Write out the items again, starting with the line that contains "the light switch" and going on through the end of the items, requests included. Shift every coordinate in the answers by adding 99 to each number.

□ □ □ □ □

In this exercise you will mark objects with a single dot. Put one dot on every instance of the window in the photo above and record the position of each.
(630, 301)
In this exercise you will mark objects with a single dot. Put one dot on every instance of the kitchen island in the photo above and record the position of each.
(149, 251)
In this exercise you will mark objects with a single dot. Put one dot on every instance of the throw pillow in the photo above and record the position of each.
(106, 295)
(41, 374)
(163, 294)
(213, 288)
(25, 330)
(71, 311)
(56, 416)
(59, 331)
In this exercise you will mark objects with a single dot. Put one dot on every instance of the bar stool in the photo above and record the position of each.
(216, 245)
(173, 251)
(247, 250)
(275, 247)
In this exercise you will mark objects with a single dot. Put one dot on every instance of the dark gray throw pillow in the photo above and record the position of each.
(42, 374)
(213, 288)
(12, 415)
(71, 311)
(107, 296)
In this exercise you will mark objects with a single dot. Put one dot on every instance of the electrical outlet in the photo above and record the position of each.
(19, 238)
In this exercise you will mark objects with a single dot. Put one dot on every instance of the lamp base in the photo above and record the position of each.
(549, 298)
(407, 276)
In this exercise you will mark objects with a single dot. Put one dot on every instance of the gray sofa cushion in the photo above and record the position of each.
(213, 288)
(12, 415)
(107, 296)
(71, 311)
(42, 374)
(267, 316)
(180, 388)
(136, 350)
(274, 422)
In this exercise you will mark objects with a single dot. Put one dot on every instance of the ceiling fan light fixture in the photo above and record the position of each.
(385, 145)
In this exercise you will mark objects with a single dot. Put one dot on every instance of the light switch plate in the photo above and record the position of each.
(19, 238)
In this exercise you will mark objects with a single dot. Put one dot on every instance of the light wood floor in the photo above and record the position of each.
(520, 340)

□ □ □ □ □

> [Expected answer]:
In this exercise you will mark objects with a single dot. Put one dot on every instance of the light switch plate in the photo above and record the position of each.
(118, 337)
In this exercise you will mark objects with a single dot. Put one dot on every instance of the light wood floor in the photo above and record the position of each.
(619, 439)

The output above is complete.